* [Text shown]
########################################

At block 402, the method 400 obtains at least two skin tones corresponding to color(s) s representing at least two different portions of a hand of a user. For example, the method 400 may obtain a skin tone of palm side 205a of a hand and a skin tone of a back side 205b of a hand as illustrated in FIG. 2. In some implementations, the at least two skin tones comprise a first skin tone (e.g., a color(s)) representing a back portion of the hand of the user and a second skin tone (e.g., a color(s)) representing a palm portion of the hand of the user.
In some implementations, the at least two skin tones are generated based on information representing a portion of a face of the user in combination with images of the hand of the user. In some implementations, determining the at least two skin tones occurs during an enrollment process.
In some implementations, the portion of the face of the user is a patch of facial texture retrieved from delighted face enrollment data.
At block 404, the method 400 determines a hand texture, such as reconstructed texture 214 of FIG. 2, representing a spatial arrangement of color representing an appearance of the hand. The hand texture may be determined based on the at least two skin tones and hand texture sample data corresponding to sample hand textures corresponding to, inter alia, synthetic hand images, at least some individuals other than the user, etc. In some implementations, the spatial arrangement of colors comprise pixels representing multiple colors associated with differing portions of the hand of the user.

########################################

* [Information supplied]
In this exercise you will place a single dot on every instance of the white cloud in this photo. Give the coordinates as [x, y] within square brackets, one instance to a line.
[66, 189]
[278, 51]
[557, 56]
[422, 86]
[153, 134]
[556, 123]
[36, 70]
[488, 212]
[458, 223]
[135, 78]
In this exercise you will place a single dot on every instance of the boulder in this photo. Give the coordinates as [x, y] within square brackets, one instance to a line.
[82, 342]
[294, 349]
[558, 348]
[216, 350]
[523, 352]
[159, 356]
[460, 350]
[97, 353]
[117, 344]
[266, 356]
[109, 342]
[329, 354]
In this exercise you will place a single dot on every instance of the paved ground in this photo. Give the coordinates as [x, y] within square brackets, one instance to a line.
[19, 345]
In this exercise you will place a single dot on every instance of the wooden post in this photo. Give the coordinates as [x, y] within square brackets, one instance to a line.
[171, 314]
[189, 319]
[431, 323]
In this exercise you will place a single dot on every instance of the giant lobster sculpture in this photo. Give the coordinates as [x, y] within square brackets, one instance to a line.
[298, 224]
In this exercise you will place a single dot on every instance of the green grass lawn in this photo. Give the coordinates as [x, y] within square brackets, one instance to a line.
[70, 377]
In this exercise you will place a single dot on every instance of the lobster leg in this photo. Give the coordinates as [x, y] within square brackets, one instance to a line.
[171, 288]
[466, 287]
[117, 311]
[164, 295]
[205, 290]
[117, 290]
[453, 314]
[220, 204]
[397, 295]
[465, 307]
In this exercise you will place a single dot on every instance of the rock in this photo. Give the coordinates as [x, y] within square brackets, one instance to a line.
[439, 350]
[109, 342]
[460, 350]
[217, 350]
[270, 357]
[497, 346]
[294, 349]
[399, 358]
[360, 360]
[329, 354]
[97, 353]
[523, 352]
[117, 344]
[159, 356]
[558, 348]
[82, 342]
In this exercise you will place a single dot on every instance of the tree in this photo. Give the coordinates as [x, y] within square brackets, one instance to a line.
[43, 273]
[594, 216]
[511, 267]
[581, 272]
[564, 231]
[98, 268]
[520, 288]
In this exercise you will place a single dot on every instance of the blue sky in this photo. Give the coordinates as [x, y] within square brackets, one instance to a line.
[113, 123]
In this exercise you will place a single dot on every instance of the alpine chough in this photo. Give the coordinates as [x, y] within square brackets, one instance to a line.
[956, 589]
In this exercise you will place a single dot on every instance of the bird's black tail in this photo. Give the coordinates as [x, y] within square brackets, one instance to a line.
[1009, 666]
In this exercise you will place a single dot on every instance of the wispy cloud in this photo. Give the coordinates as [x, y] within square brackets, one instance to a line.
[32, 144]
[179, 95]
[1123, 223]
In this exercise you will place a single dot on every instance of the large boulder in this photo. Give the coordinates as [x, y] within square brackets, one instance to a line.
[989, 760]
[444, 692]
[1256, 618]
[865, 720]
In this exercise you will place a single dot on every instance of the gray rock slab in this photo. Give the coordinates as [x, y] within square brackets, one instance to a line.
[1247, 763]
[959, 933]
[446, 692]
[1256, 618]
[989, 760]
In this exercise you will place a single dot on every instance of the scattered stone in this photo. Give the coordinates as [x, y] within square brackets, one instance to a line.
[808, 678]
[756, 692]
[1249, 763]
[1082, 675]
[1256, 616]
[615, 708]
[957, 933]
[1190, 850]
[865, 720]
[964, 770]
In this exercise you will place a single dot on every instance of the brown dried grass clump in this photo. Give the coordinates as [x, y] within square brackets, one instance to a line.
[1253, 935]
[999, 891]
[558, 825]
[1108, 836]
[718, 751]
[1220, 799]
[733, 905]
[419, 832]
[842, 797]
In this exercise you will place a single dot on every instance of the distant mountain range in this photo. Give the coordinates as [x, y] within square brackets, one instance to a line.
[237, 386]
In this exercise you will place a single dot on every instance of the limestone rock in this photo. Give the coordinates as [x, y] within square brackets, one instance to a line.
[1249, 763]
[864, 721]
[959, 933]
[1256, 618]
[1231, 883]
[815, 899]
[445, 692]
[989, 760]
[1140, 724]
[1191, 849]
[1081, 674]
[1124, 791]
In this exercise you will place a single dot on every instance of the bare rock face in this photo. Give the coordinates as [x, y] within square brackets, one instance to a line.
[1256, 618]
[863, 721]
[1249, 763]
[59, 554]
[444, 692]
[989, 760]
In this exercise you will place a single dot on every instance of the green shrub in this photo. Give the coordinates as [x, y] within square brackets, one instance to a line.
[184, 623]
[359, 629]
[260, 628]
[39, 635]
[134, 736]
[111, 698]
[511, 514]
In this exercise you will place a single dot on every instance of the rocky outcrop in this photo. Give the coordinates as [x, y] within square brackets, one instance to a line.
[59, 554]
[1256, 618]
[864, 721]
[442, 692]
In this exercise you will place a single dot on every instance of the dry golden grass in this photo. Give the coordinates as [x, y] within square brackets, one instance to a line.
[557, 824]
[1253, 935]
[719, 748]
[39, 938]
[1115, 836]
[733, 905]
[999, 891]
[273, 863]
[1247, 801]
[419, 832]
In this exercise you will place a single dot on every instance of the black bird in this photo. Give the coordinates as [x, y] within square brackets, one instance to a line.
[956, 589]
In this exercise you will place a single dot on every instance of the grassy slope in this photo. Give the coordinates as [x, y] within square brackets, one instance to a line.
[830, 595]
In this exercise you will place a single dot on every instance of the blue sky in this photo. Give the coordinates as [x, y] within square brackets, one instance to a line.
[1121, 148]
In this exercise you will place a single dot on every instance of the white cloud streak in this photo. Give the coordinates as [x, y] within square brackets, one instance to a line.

########################################

* [Exercise instructions]
a - Using the text on hand skin tones, decide whether each statement agrees with it: (i) the skin tones may be determined during an enrollment process; (ii) the hand texture is determined from the skin tones alone, with no sample data; (iii) the first skin tone represents the palm of the hand. Answer yes or no for each, quoting the words of the text that decide it.
b - Go on with the text on hand skin tones, starting after its final sentence.

* [Answers to the exercise]
a -
(i) Yes: "determining the at least two skin tones occurs during an enrollment process."
(ii) No: "The hand texture may be determined based on the at least two skin tones and hand texture sample data"
(iii) No: "a first skin tone (e.g., a color(s)) representing a back portion of the hand of the user"

b -
In some implementations, determining the hand texture may include selecting a texture from the hand texture sample data via any type of statistical process with respect to the at least two skin tones.
In some implementations, determining the hand texture comprises selecting a texture from the hand texture sample data via an interpolation process with respect to the at least two skin tones.
In some implementations, determining the hand texture may include: compressing the sample hand textures via execution of a principal component analysis (PCA), a VAE, etc.; and removing identifying details (e.g., scars, tattoos, etc.) from the sample hand textures via execution of the PCA or VAE.
In some implementations, the hand texture is determined during an enrollment process and stored for future use. The future use may include a live communication session between the user and an additional user. Alternatively, the future use may include displaying a 3D representation of the user with the 3D representation of the hand.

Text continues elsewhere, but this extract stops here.